Given problem> Pull out each line of the data below that contains the word "fedex", treating uppercase and lowercase as different.

Supplied entries>

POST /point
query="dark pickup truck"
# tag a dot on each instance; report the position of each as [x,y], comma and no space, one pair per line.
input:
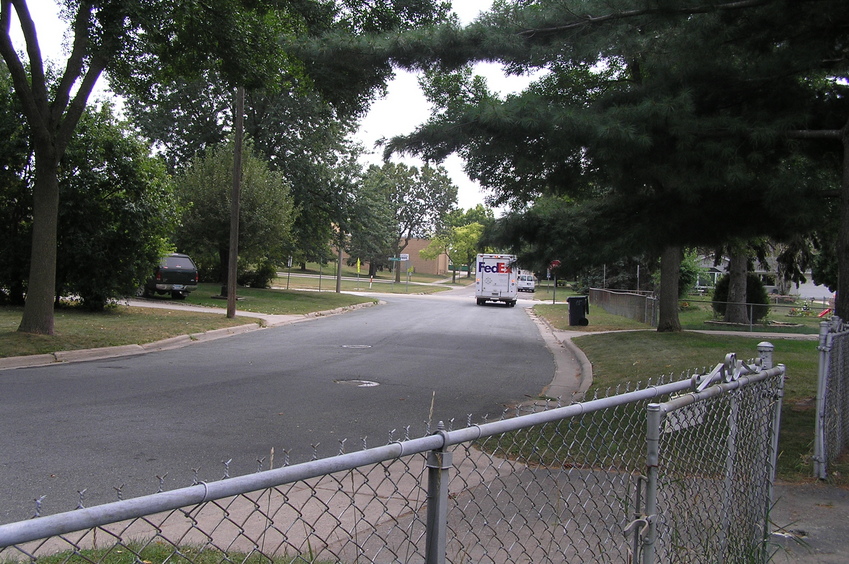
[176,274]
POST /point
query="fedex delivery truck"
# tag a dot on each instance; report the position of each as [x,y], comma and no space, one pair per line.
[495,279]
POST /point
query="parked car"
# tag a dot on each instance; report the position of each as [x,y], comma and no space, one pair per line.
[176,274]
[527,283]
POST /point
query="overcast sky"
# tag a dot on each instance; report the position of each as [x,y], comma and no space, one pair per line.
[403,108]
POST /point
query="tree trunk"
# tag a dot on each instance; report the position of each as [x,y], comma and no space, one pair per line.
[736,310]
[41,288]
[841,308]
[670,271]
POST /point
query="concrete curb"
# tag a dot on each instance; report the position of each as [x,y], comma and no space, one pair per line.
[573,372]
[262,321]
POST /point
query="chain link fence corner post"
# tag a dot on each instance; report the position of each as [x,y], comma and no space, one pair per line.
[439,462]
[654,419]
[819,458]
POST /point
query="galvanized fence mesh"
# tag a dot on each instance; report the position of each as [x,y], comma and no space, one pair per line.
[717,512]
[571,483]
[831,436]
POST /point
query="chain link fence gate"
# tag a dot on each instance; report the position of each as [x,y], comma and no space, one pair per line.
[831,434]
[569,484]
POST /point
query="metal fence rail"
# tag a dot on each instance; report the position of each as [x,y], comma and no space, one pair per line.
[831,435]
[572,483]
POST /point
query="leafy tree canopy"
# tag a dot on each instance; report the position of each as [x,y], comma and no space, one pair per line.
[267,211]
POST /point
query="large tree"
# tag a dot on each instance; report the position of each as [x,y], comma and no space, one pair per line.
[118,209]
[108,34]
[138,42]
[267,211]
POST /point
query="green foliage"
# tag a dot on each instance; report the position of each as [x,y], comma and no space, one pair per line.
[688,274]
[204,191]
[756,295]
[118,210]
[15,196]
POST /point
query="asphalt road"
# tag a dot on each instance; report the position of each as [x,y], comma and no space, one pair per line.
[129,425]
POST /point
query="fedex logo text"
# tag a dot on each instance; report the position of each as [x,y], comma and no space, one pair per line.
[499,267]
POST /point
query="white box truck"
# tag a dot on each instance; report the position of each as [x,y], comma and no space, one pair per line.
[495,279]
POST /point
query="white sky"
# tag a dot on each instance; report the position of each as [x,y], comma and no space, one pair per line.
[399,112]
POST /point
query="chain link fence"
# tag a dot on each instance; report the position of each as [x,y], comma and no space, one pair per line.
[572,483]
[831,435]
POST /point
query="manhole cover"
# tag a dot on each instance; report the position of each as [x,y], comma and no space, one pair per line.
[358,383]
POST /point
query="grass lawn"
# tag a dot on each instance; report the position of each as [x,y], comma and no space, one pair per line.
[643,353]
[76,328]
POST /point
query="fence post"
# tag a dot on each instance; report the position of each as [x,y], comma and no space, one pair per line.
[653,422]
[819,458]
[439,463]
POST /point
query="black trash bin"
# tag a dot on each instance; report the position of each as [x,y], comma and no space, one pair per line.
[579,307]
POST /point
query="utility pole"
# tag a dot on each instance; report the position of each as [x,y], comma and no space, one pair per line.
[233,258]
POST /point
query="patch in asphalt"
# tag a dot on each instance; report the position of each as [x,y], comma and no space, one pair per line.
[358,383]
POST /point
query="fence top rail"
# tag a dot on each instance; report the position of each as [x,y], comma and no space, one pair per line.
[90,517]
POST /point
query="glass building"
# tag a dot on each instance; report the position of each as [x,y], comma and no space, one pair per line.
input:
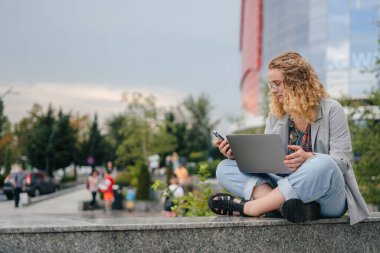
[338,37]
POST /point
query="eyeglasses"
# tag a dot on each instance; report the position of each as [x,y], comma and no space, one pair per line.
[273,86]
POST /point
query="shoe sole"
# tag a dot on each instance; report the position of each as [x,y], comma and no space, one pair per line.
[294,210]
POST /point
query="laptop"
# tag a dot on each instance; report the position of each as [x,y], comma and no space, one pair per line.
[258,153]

Answer in full>
query="fedex delivery truck"
query="fedex logo text"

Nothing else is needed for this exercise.